__Excerpted text__:
---------------
Though the Noctua is double the price of the MX4 at 12 dollars for a tube of 4 grams. I really hope it's worth it. LOL.

And again, thanks for always being so supportive.


----------



## nguyen (Oct 23, 2020)

Well what you are experiencing is the pump out effect of TIM. At high load temp the TIM will liquidfy and squeeze out, creating gap between the core and the heatsink. 
So for laptop the higher viscosity of the TIM the better, right now Kingpin KPx and Thermalright TF-X are probably the best suited for laptop.  
NT-H2 might behave the same as MX4 because it's very liquidy (low viscosity).

One way to mitigate is after you repaste and mount the heatsink, use hair dryer to heat up the heatsink (thus heat up the TIM for a few minutes) and then tighten the screws a little more, this way you can reduce the gap between core and heatsink after the pump out.


----------



## Ic3m4n86 (Oct 23, 2020)

nguyen said:


> Well what you are experiencing is the pump out effect of TIM. At high load temp the TIM will liquidfy and squeeze out, creating gap between the core and the heatsink.
> So for laptop the higher viscosity of the TIM the better, right now Kingpin KPx and Thermalright TF-X are probably the best suited for laptop.
> NT-H2 might behave the same as MX4 because it's very liquidy (low viscosity).
---------------
Entries drawn from a collection
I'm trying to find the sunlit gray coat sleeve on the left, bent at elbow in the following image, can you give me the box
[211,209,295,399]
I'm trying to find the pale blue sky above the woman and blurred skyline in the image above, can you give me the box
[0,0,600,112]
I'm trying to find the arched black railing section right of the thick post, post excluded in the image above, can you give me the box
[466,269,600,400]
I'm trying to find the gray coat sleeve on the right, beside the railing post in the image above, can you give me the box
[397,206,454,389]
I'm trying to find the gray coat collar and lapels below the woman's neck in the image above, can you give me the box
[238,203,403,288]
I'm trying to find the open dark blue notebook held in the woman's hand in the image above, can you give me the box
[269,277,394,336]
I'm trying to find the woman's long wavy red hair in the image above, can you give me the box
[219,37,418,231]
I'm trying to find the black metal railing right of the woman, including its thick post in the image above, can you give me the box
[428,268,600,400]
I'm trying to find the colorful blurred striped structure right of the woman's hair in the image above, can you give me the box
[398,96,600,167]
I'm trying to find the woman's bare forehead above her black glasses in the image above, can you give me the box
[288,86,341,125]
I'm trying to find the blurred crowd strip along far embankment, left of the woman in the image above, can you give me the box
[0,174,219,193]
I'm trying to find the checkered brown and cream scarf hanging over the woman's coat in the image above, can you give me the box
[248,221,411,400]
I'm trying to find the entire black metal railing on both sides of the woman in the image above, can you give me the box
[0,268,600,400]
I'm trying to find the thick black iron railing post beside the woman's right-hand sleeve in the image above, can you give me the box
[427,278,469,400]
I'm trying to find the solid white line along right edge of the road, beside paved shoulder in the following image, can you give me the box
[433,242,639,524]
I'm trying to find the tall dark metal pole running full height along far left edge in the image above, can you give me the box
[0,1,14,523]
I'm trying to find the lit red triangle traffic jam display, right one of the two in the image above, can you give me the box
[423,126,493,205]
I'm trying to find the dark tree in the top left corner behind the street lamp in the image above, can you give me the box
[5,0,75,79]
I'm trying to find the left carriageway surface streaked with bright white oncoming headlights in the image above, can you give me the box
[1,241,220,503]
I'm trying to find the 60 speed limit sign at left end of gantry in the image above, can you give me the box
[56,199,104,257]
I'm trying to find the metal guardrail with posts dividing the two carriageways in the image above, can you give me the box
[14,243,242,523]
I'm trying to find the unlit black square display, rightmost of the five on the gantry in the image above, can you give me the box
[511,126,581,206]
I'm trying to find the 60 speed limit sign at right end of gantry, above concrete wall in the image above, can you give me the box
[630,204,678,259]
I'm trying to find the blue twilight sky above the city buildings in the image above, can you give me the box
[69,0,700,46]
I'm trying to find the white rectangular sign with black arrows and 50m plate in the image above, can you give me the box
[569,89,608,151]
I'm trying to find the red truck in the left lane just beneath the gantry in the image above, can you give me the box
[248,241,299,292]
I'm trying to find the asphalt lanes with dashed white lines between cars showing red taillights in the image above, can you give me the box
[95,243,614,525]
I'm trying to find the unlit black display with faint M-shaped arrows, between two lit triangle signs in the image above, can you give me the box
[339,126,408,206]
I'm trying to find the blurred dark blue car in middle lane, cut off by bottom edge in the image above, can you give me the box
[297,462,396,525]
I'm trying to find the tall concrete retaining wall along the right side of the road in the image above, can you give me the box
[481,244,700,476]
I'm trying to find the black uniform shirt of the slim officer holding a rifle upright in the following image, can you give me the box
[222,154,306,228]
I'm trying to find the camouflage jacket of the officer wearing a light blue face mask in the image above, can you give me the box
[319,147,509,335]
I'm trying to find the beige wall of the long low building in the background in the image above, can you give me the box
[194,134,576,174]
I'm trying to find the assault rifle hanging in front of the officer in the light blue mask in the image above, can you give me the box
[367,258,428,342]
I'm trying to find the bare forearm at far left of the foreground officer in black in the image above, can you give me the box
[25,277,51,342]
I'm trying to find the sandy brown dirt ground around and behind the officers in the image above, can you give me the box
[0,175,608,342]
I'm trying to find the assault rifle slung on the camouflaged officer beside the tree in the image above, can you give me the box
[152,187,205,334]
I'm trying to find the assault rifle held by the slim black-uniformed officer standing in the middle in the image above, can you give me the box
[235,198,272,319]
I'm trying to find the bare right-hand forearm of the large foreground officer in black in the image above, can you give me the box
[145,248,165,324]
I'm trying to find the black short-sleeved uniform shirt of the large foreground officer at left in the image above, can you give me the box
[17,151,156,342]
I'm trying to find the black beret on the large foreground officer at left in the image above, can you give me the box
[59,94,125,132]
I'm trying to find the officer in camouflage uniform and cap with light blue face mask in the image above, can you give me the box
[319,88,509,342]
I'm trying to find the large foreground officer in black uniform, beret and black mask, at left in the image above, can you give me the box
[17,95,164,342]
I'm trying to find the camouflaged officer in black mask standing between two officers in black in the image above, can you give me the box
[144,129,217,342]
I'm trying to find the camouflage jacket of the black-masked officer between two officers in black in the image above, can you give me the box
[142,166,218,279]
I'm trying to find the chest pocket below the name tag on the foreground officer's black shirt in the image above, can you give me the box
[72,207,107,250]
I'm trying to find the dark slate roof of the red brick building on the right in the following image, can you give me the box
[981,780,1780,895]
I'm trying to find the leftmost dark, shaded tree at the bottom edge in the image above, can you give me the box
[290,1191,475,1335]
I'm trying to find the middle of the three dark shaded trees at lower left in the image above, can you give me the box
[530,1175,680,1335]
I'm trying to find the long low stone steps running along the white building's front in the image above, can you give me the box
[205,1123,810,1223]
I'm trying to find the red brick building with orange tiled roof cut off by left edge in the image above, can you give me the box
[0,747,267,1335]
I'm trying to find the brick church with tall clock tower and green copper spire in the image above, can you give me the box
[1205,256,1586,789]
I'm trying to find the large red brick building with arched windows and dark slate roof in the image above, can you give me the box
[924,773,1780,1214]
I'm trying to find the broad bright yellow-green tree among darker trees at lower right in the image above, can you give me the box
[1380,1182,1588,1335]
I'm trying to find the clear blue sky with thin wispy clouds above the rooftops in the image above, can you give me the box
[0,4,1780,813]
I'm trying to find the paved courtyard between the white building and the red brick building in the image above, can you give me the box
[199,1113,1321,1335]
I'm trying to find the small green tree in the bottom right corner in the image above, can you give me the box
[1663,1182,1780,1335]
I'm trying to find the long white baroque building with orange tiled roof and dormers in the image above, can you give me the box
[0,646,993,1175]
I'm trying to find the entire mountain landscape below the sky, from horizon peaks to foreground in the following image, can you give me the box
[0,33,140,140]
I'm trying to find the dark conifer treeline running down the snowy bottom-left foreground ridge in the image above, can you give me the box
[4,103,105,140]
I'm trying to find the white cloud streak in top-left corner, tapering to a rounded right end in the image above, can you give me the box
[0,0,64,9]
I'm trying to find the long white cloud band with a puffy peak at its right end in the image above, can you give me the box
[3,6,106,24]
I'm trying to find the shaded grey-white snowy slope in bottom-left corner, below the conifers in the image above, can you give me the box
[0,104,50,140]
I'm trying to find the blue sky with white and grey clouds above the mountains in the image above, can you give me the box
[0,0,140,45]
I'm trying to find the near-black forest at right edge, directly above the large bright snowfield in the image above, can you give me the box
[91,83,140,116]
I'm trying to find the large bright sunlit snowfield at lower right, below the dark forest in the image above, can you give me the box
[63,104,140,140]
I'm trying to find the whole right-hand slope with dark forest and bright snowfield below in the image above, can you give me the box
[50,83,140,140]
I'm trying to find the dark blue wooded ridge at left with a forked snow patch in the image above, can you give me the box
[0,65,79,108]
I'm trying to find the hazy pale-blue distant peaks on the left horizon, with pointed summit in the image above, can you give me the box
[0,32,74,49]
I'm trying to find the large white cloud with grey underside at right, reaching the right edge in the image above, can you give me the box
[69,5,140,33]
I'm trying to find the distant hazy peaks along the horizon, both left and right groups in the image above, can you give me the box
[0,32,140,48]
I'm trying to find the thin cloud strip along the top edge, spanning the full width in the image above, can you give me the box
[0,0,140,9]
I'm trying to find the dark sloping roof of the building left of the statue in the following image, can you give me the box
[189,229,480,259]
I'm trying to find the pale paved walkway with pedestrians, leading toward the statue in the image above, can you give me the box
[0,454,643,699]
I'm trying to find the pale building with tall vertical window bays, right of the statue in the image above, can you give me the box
---------------
__Work instruction__: Write the next part of the forum discussion about laptop thermal paste, picking up after its final sentence.

__Exercise response__:
Hmm...First time I'm hearing of the pump out effect. Does make sense though. Since I've already ordered the Noctua perhaps I'll try it out first for a few weeks then maybe I might switch to the Kingpin or Thermalright to see which works best.



nguyen said:


> One way to mitigate is after you repaste and mount the heatsink, use hair dryer to heat up the heatsink (thus heat up the TIM for a few minutes) and then tighten the screws a little more, this way you can reduce the gap between core and heatsink after the pump out.


I'll try this with the Noctua and see how it works. Thanks brother @nguyen !!


----------



## nguyen (Oct 23, 2020)

Yeah Der8auer talk about it here, many users in this forum also experienced this pump out effect first hand with Kryonaut, myself included


----------



## Ic3m4n86 (Oct 25, 2020)

Dear @unclewebb , is there any way to set different Turbo Power Limits for different profiles? Right now I have 3 profiles, AC, Battery and Low Battery. I can set different voltages for different profiles, but I can't seem to do that for Turbo Power Limits.


----------



## nguyen (Oct 25, 2020)

Probably not, but I would tick the "Disable Turbo" box with the Battery Profile, laptop barely feel slower at all, combine with higher EPP value and you can extend the battery life a fair bit.


----------



## Ic3m4n86 (Oct 25, 2020)

nguyen said:


> Probably not, but I would tick the "Disable Turbo" box with the Battery Profile, laptop barely feel slower at all, combine with higher EPP value and you can extend the battery life a fair bit.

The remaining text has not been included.